_Instruction 1_: According to the text on the Argentine peso, roughly how long did "el corralito" keep Argentinians from accessing their bank accounts?
_Instruction 2_: Copy the passage from the text on the Argentine peso, beginning with the words "For example in" and ending after the words "compare their currencies.".

-------- Text provided --------

Argentina also has a long history of borrowing money and then not being able to pay it back. "Since 1980 foreign debt payments have been suspended five times (no country in the world has defaulted the same number of times) and Argentina today is the main debtor of the International Monetary Fund (IMF) with $44 billion outstanding," according to El Pais.
Another aspect of why the peso has lost so much of its value is that people don't trust that they have control over their money. In 2001-2002, the government enacted something called "el corralito", shutting Argentinians' access to their bank accounts for almost a year. When they could finally extract money again, they found that (a) their USD deposits had to be exchanged for pesos and (b) pesos had lost 2/3 of their value. The lesson the Argentines learned was that they couldn't trust banks or any other government-regulated financial services, because at any moment the government could just stop them from accessing their money.
7. What's the difference between devaluation and inflation?
Most Americans are somewhat familiar with the concept of inflation (at least in theory), but we're less familiar with devaluation. In the long run, inflation and devaluation have the same basic effects on the foreign exchange rate of the currency, but in the short term they look and feel very different.
The key difference is that USD is allowed to float according to market forces, while the ARS peso has an official exchange rate set by the government. For a pegged currency like the peso, there come times when suddenly the government changes the official value of the currency. This is what's called devaluation.
For example in Aug 2019, the peso (ARS) plummeted from 45 ARS = 1 USD to 60 ARS = 1 peso:
Here's the inverse of the above graph for the past 5 years. Notice that the curve to the left of Aug 2019 is quite bumpy, while the curve to right is smooth. This is because the government that was in power from 2015-2019 let the value of the peso float according to the market, and then in 2019 the government fixed the price again.
Devaluation can only occur in a currency with a fixed exchange rate system rather than by market forces. Americans aren't familiar with this because the value of USD is set by the market, and because USD is the reserve currency of the world and thus the value to which most people compare their currencies.
Currencies whose value is not fixed by governments can also lose their value, but it happens in a smoother fashion as a result of market forces. This is called depreciation (as contrasted to devaluation).
Devaluation occurs when the government changes the official exchange rate. They do this when the national reserves can no longer hold the exchange rate. The official rate is essentially the price at which the government commits itself to buying/selling foreign currency, so at some point they can no longer hold that price because people arbitrage it against the "real" market value of the currency.
Devaluation looks like a step function, and it's more about the value of the local currency relative to other currencies. Inflation is more of a continuous process. It can be caused by many things, but in Argentina it's generally caused by the Central Bank printing lots of pesos to effectively expand government services.
Practically, devaluation means that purchasing power in the domestic economy remains roughly the same (e.g. locally-made products like empanadas), but purchasing power to buy imported goods (e.g. MacBooks, vacations, cars) has decreased.
8. What's the systemic reason why inflation keeps happening in Argentina?
First, a disclaimer: the answer to this question is highly contested and hard to truly know with confidence. The answer I'm giving below is my best understanding of the situation, but it's very much colored by the Argentinians I know, my personal beliefs, and a bunch of other arbitrary factors that I'm probably not even aware of.
The short answer: the politics of short-term thinking combined with a central bank that's not independent plus a long history of immense inequality.

-------- Data rows --------

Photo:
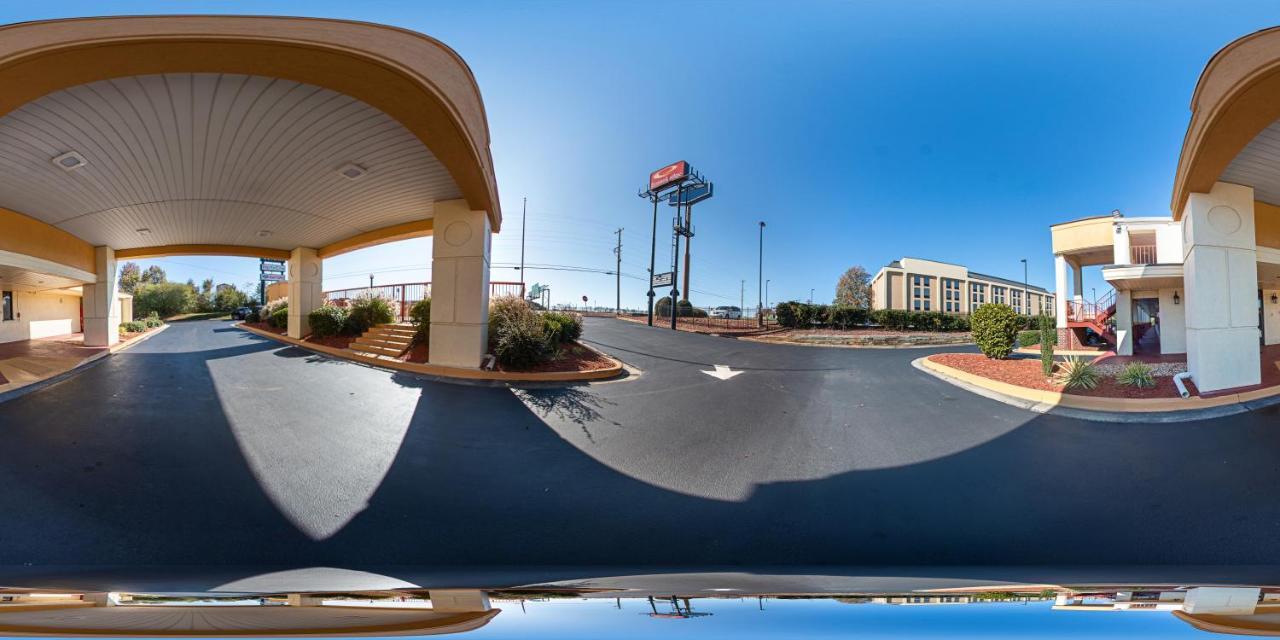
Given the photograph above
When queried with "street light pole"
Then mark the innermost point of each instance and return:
(1027, 300)
(759, 295)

--------

_Written reply 1_: Almost a year.

_Written reply 2_:
For example in Aug 2019, the peso (ARS) plummeted from 45 ARS = 1 USD to 60 ARS = 1 peso:
Here's the inverse of the above graph for the past 5 years. Notice that the curve to the left of Aug 2019 is quite bumpy, while the curve to right is smooth. This is because the government that was in power from 2015-2019 let the value of the peso float according to the market, and then in 2019 the government fixed the price again.
Devaluation can only occur in a currency with a fixed exchange rate system rather than by market forces. Americans aren't familiar with this because the value of USD is set by the market, and because USD is the reserve currency of the world and thus the value to which most people compare their currencies.